* [THE TASK] Count the lines containing "fish" in the entries underneath, and state that count without anything else.

Start of DATA EXCERPTS

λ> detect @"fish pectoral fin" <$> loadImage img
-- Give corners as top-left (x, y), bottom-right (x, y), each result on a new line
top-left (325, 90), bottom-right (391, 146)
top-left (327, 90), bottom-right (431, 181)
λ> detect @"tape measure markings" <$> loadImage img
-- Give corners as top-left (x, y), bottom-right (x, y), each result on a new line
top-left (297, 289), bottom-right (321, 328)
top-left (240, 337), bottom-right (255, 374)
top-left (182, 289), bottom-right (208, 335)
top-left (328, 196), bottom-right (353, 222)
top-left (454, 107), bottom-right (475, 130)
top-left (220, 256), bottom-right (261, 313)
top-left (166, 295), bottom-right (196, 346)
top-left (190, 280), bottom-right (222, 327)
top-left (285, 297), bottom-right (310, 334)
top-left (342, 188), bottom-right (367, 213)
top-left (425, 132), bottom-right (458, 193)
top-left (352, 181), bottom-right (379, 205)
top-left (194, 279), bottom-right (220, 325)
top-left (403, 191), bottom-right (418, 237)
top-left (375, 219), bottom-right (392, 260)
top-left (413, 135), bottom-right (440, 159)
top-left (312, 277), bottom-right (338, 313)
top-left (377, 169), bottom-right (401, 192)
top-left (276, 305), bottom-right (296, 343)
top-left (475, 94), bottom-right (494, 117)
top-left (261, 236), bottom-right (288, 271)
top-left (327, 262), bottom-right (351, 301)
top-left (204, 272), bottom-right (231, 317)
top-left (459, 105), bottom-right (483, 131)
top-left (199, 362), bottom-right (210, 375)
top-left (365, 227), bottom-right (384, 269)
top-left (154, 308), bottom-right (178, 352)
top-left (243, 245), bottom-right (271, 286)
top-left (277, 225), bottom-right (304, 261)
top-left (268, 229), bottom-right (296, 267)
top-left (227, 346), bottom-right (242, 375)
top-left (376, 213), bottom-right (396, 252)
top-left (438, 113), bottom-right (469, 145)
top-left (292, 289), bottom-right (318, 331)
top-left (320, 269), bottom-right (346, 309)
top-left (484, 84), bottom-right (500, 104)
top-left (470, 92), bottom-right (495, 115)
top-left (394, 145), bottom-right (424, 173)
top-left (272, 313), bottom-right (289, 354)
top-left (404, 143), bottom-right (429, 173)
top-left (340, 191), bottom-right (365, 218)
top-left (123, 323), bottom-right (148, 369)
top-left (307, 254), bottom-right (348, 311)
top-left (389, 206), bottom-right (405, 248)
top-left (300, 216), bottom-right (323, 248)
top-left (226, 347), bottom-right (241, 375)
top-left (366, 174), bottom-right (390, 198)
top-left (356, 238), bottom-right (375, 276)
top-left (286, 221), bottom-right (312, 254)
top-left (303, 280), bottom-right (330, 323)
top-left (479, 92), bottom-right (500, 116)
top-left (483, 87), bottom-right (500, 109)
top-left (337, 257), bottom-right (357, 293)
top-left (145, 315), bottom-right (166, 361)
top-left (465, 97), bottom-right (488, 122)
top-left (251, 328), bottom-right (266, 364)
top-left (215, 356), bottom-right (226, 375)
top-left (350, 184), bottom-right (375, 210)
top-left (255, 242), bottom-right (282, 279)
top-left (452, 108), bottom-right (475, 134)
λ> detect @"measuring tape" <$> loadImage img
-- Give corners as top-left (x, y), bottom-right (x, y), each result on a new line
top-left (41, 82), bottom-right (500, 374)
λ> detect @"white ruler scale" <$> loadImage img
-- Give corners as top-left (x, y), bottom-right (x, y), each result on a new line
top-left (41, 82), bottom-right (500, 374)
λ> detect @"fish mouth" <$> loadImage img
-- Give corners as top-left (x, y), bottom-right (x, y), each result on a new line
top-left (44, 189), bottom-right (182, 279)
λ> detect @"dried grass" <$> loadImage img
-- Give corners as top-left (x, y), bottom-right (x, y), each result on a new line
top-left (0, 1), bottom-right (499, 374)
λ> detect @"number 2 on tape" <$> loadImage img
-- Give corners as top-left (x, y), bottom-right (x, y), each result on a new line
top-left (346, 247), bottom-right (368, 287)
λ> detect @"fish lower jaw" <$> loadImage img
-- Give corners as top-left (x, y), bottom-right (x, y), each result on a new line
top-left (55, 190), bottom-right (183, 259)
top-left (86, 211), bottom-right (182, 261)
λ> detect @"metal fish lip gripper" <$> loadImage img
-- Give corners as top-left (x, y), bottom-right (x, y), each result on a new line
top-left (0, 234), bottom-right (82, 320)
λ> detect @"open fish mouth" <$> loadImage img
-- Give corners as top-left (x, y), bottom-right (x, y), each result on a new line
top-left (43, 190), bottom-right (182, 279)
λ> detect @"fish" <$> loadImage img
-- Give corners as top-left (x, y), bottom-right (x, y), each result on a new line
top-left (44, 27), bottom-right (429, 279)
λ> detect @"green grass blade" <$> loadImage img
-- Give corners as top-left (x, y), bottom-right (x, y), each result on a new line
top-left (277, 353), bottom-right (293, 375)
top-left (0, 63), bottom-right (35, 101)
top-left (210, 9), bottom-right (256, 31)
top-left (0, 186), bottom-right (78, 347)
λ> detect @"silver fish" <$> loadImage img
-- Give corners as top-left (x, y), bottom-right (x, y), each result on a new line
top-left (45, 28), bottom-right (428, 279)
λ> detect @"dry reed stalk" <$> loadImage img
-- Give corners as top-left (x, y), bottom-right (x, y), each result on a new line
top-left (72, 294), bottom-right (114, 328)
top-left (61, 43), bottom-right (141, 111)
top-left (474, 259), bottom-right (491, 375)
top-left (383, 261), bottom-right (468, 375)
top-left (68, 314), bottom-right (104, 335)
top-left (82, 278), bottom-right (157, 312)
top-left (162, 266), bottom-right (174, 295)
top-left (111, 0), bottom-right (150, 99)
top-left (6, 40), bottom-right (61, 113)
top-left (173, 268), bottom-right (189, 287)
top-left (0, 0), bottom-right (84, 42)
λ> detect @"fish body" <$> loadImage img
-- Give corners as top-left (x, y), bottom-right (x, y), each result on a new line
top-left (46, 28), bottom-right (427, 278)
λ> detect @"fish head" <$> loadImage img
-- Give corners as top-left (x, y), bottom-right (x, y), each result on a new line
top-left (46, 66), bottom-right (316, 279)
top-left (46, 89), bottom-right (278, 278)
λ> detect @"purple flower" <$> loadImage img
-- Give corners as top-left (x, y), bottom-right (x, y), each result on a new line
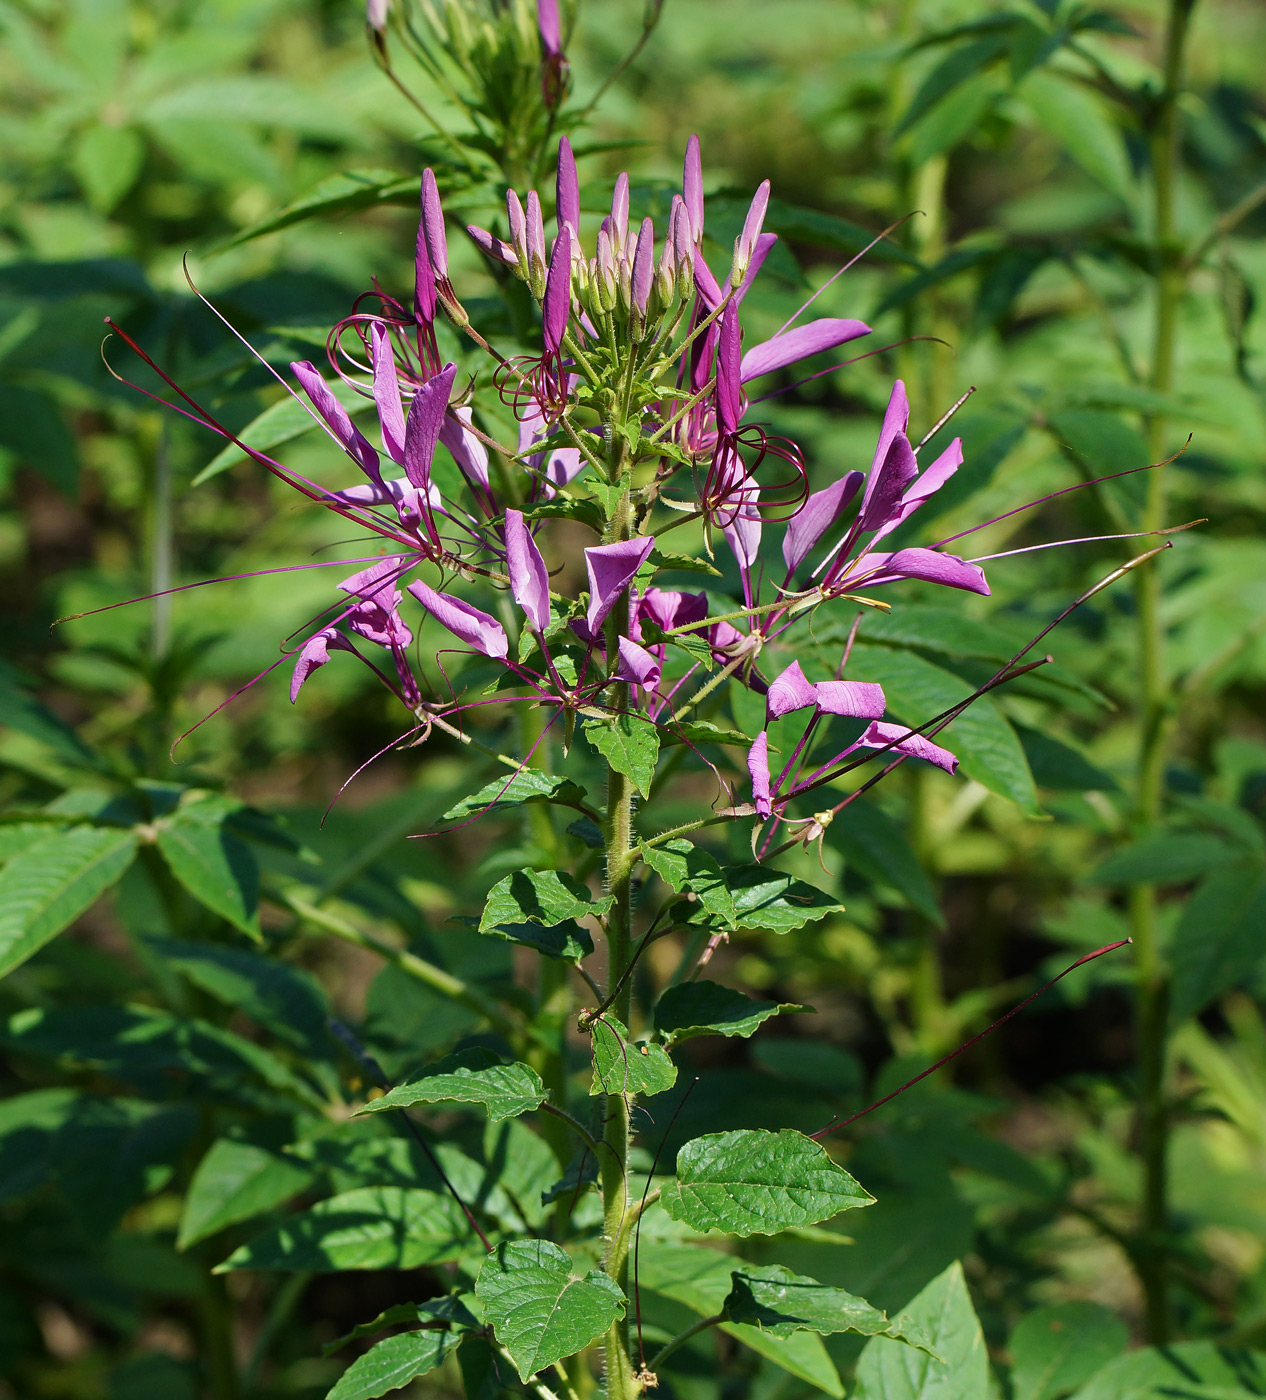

End of DATA EXCERPTS

* [RESPONSE TO THE TASK] 9